*STUDY TEXT*
Govt risking public safety with plan to bring back Parliament


The Liberal Democrats have accused the Government of risking public safety and warned “everyone deserves equal representation, including those who are shielding and those with family responsibilities.”

Liberal Democrat Chief Whip Alistair Carmichael MP raised these concerns with the Leader of the House, Jacob Ree-Mogg, having secured an Urgent Question in Parliament today.
 
Speaking via Zoom from Orkney, the Liberal Democrat MP accepted “none of us are blind to the inadequacies of online scrutiny," but added “if it is a choice between that and putting the safety of members, their families and the staff of this House at risk then that is no choice at all.”
 
In response, despite MPs taking part in debates and ask questions via Zoom over the last few weeks, Jacob Ree-Mogg rejected the call to allow MPs to work from home and refused to acknowledge any of the concerns raised.
 
Following the exchange, Liberal Democrat MP Alistair Carmichael said:
 
“Tens of thousands of people have already died during this pandemic. To protect vulnerable people, we should all follow public health advice and work from home when we can. We must set the right example.
 
“It is an insult to those who have suffered and died for Jacob Rees-Mogg to suggest that MPs should put their communities at risk by traveling hundreds of miles to London each week for the whims of the Government.
 
“Parliament has demonstrated in recent weeks that we can scrutinise the Government while working from home and ensure communities across the United Kingdom have their voices heard. Everyone deserves equal representation, including those who are shielding and those with family responsibilities.
 
“We should instead be looking at how we can retain the best features of the virtual system to ensure safe and equal representation for every part of the UK. The Government must think again.”
 
The Liberal Democrats have also submitted proposals to make remote voting as a permanent alternative to physical voting to the House of Commons Procedure Select Committee’s inquiry on procedure under coronavirus restrictions.

*LISTED RECORDS*
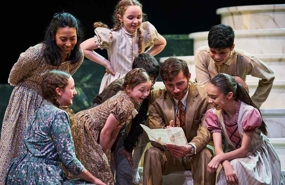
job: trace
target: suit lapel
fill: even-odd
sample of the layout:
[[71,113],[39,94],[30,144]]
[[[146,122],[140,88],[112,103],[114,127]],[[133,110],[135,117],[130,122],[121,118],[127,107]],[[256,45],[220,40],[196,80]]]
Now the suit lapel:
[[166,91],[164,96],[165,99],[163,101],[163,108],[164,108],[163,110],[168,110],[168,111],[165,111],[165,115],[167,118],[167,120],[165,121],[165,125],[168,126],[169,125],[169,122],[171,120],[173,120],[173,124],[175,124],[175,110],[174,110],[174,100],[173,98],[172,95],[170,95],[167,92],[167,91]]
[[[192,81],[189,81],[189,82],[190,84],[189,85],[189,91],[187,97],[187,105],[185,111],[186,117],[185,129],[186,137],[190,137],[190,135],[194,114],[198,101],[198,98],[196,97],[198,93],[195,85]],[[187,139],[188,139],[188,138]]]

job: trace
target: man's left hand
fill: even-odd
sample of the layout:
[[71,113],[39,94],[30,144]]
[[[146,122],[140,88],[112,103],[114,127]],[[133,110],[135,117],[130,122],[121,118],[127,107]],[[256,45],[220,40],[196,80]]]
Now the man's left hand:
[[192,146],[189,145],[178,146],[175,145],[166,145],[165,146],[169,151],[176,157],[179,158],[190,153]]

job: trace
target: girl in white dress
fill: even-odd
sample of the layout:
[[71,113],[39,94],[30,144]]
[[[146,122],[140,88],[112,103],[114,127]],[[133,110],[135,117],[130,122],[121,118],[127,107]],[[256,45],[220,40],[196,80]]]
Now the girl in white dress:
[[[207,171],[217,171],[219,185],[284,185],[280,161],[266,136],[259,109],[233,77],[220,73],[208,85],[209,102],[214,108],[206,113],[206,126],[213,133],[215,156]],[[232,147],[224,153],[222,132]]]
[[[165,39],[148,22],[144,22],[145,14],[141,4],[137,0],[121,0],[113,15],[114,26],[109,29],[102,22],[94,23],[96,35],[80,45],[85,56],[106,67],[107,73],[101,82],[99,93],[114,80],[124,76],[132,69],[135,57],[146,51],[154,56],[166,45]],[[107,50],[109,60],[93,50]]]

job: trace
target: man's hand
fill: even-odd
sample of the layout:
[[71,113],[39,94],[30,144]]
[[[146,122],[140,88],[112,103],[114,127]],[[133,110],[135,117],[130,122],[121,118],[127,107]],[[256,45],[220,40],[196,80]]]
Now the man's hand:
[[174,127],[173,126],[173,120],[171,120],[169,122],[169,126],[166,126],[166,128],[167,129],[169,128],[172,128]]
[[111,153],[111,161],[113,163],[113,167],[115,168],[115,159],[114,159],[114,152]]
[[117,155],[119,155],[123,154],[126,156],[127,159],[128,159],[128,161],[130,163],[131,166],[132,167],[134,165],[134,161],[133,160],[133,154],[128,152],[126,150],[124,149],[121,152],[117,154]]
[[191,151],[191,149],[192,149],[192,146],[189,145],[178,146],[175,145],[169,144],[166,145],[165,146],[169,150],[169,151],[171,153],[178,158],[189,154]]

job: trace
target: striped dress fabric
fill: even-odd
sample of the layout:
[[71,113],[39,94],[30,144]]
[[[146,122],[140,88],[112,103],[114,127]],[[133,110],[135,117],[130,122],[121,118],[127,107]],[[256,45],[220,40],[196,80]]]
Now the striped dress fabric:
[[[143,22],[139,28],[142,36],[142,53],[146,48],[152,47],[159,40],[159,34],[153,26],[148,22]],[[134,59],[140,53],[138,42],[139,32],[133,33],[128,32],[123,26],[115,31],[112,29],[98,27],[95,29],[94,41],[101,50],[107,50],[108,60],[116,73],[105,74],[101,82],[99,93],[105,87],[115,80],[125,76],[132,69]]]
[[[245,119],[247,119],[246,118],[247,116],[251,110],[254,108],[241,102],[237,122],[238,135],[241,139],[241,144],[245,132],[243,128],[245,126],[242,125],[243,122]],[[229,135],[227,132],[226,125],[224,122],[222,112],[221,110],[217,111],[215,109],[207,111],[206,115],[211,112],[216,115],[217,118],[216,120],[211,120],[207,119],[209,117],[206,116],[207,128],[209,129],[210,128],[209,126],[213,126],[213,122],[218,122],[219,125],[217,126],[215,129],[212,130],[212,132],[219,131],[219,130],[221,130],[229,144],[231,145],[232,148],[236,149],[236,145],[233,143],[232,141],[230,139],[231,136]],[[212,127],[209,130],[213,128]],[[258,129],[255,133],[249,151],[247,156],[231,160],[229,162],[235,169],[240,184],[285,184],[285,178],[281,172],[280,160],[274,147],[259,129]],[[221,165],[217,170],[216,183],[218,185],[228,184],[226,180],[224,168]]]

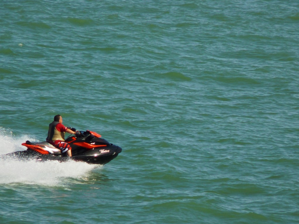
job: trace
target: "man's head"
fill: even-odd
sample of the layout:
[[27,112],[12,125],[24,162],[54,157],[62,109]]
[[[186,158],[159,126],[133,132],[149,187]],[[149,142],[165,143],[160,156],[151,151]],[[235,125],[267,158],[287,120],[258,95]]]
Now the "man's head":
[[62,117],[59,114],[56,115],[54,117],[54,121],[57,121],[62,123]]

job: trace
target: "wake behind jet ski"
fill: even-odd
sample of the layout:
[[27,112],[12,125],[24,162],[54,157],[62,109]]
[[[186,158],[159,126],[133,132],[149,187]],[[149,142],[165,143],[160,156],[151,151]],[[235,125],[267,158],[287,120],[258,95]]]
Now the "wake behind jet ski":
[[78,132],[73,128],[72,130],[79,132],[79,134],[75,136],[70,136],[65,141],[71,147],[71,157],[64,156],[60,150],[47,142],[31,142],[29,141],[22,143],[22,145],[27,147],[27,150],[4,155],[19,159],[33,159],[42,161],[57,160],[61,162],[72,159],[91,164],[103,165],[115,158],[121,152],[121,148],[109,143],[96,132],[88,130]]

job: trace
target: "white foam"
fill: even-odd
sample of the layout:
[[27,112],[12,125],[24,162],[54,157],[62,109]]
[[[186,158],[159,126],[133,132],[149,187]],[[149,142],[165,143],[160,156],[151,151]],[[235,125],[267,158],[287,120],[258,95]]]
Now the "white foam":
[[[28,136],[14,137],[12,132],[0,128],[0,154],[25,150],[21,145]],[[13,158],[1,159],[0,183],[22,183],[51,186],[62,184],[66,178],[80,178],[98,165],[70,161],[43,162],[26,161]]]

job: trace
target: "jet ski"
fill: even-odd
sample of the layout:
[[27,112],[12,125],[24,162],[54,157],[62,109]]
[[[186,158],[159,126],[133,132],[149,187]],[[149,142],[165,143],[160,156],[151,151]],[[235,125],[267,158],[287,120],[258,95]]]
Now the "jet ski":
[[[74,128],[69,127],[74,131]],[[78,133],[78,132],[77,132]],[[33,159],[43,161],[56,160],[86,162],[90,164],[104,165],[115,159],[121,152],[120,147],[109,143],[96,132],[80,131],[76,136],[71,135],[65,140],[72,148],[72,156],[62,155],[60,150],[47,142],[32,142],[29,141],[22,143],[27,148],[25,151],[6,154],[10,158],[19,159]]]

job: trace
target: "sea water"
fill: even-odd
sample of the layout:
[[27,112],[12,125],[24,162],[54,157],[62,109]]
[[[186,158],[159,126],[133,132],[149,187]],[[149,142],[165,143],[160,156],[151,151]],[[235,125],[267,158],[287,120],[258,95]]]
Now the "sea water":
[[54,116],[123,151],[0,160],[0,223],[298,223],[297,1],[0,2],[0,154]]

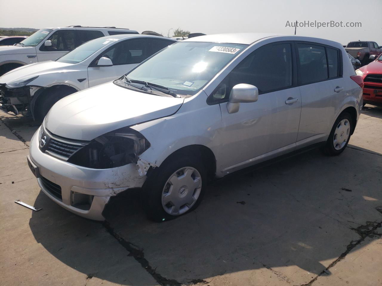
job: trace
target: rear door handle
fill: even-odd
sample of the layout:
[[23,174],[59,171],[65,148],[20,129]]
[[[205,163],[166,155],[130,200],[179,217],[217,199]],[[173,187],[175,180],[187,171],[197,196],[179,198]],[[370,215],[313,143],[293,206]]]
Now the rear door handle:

*TASK OBJECTIVE*
In the article about the plan to bring back Parliament, where was Alistair Carmichael when he spoke via Zoom?

*OUTPUT OF THE TASK*
Orkney